# Problem:
Going from the line that contains "Objective — one dot on each instance of the blue sky" down to the last line in the listing below, reproduce every line exactly and include no others.

# Study material:

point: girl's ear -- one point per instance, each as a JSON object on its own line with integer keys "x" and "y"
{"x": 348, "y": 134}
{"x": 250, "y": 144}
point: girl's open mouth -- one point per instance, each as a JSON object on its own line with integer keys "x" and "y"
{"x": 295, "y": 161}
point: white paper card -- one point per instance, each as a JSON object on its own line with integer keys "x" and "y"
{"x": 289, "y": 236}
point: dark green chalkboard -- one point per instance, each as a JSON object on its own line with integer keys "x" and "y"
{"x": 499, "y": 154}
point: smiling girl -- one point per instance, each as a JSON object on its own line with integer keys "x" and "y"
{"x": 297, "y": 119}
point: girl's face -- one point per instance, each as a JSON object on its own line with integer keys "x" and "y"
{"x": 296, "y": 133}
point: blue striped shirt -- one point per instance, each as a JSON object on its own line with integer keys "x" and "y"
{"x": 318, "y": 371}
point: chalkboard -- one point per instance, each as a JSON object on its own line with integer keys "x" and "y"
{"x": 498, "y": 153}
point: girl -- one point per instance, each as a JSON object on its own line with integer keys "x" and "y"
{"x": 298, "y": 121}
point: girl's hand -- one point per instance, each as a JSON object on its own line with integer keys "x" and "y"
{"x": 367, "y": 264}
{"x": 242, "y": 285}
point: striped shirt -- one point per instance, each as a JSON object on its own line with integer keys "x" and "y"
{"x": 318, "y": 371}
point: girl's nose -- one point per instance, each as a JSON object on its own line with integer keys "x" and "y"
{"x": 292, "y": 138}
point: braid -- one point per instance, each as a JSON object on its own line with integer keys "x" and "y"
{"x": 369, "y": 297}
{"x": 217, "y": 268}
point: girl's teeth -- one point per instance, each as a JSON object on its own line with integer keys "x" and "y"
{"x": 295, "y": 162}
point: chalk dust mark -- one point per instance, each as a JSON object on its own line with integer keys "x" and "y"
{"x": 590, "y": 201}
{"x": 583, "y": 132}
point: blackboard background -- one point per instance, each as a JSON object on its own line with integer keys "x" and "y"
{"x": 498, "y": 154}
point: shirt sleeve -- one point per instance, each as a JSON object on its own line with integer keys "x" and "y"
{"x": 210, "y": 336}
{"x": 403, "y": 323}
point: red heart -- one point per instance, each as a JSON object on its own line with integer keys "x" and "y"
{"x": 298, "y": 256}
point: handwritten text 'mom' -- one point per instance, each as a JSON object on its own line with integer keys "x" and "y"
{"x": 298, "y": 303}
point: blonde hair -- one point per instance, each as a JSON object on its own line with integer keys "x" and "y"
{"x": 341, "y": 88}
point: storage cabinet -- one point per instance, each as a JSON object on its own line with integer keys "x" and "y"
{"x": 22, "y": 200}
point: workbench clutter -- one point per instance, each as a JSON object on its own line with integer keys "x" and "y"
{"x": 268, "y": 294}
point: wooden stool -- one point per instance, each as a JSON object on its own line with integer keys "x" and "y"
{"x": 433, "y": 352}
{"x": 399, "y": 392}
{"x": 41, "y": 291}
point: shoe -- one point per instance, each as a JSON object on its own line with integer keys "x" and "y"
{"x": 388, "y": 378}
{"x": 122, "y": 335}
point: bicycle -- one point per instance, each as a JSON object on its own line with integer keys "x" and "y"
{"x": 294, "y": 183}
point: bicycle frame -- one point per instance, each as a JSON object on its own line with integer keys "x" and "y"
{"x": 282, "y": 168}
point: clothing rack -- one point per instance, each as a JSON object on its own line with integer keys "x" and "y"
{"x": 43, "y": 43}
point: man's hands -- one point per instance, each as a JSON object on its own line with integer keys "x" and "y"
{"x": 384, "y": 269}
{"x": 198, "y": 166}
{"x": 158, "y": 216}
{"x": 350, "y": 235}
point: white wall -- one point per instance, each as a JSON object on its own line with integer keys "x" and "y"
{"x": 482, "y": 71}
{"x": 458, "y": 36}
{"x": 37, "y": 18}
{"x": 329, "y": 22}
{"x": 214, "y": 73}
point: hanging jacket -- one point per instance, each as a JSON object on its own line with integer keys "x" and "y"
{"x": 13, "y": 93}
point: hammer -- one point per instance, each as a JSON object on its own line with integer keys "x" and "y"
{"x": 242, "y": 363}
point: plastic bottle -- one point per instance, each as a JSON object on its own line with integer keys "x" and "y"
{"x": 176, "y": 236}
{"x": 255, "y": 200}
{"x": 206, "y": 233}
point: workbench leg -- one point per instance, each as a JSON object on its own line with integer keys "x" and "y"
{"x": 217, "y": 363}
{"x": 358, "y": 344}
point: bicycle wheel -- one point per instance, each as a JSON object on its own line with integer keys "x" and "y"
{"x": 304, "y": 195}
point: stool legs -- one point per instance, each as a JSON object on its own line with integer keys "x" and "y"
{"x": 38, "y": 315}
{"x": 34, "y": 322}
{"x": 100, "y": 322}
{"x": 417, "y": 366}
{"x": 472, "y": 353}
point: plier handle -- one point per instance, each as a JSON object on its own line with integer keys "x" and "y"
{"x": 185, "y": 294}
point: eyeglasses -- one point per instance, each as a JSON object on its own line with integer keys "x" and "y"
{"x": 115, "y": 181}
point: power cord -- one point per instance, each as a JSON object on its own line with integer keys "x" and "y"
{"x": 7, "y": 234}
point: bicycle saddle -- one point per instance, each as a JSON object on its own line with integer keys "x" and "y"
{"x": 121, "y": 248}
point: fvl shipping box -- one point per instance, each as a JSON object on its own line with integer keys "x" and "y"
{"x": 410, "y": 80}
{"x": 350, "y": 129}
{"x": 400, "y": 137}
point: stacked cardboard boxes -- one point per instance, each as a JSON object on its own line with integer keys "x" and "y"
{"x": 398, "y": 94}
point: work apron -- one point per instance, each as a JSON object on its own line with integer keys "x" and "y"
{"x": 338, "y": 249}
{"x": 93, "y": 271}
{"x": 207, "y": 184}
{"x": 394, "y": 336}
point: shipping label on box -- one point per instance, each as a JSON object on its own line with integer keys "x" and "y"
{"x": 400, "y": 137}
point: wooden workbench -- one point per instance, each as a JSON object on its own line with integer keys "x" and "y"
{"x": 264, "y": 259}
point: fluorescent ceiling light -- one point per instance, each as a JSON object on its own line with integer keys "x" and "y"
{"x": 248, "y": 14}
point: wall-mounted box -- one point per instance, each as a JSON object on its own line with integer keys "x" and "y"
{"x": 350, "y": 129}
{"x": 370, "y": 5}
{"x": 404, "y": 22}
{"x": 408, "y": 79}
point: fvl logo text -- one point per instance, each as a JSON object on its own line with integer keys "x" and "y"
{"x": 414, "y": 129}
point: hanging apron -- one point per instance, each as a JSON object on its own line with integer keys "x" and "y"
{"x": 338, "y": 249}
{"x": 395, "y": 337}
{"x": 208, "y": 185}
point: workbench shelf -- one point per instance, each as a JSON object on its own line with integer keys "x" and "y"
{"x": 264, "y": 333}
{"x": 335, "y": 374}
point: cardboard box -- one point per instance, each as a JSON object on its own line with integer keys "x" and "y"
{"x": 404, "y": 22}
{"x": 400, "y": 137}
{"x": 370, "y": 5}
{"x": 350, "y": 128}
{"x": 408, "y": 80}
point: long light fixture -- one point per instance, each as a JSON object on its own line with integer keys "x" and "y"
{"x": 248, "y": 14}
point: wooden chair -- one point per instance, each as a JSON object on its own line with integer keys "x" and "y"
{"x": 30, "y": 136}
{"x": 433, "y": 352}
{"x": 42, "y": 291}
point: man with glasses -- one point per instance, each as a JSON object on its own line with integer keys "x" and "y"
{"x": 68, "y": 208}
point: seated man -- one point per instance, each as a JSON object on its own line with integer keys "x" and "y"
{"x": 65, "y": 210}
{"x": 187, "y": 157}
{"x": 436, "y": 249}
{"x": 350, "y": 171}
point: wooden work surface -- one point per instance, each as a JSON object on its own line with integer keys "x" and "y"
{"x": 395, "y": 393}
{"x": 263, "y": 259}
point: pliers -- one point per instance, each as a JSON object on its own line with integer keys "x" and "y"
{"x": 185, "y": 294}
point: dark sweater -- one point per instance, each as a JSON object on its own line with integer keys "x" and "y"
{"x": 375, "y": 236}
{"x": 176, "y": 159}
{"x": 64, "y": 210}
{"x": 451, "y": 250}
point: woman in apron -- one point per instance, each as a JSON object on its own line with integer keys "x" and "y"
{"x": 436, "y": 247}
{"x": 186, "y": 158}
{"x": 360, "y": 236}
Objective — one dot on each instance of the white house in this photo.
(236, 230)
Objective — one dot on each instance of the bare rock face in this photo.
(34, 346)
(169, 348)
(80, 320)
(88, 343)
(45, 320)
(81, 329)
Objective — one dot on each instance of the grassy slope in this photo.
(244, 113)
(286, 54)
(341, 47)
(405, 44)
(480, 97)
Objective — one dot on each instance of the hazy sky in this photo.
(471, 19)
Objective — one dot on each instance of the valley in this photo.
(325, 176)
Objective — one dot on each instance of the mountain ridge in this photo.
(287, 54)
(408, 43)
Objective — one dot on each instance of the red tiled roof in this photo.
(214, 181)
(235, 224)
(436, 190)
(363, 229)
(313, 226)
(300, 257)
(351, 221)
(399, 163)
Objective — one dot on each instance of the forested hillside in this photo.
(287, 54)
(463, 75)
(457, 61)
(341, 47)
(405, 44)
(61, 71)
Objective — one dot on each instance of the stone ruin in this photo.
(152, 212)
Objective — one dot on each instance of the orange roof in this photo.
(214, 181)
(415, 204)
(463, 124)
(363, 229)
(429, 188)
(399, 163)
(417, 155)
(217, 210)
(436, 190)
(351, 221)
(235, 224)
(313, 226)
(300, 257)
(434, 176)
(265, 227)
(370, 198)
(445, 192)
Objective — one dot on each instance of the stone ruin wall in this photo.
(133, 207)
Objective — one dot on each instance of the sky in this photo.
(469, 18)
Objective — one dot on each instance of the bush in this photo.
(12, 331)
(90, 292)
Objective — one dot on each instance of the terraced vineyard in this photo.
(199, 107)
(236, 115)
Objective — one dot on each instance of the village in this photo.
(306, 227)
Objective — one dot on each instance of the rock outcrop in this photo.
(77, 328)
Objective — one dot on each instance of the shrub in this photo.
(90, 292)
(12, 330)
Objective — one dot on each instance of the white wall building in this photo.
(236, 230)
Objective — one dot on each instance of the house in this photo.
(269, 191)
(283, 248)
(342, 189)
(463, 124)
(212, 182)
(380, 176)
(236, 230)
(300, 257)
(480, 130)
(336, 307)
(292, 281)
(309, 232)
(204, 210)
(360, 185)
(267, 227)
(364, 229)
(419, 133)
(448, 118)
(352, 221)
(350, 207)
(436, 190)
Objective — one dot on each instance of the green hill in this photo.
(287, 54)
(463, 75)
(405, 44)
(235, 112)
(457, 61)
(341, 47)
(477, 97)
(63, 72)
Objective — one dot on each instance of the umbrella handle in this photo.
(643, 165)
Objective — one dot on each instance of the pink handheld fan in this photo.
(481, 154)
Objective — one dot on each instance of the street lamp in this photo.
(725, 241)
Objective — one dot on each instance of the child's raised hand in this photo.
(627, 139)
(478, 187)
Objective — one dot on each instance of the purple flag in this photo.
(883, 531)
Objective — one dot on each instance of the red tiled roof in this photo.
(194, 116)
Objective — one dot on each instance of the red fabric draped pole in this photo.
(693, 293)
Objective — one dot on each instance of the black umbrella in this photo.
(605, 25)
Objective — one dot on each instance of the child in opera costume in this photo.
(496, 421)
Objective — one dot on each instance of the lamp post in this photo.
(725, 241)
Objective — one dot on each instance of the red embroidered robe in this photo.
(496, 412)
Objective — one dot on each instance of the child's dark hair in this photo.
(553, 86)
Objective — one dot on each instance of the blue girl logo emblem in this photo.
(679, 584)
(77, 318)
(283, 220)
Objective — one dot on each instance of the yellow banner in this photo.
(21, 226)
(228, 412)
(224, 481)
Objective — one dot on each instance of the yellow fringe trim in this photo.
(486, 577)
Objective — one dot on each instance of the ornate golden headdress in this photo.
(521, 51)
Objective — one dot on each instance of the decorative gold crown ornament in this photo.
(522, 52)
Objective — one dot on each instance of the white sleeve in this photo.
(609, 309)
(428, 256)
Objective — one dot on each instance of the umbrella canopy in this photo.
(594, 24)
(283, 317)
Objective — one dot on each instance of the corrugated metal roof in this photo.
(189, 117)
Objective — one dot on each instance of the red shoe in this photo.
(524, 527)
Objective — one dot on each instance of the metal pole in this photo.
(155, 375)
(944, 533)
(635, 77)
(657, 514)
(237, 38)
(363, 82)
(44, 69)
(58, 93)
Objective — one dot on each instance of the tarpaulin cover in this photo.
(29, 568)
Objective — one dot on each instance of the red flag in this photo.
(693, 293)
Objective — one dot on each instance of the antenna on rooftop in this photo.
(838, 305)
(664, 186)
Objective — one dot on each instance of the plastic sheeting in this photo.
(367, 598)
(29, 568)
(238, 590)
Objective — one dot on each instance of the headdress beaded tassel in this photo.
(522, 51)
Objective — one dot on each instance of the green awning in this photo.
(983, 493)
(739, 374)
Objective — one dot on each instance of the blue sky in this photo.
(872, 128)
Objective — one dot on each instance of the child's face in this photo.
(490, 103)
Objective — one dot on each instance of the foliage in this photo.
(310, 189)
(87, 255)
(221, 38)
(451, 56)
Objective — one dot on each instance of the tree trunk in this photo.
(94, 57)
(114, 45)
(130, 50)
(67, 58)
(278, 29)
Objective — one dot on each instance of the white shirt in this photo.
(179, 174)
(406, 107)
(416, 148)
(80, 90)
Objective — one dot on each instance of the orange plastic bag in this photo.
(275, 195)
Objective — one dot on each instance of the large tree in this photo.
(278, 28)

# Answer:
Objective — one dot on each instance of the blue sky in this photo.
(872, 128)
Objective — one dot on each instance of the child's face in this photo.
(490, 103)
Objective — one dot on each instance of the foliage in this photo.
(310, 189)
(87, 255)
(221, 38)
(451, 56)
Objective — one dot on each instance of the tree trunk in this photo.
(94, 57)
(114, 45)
(130, 50)
(67, 58)
(278, 29)
Objective — one dot on each instance of the white shirt in this photo.
(179, 174)
(406, 107)
(416, 148)
(80, 90)
Objective — one dot on each instance of the orange plastic bag in this photo.
(275, 195)
Objective — one dot on each instance of the large tree in this photo.
(278, 28)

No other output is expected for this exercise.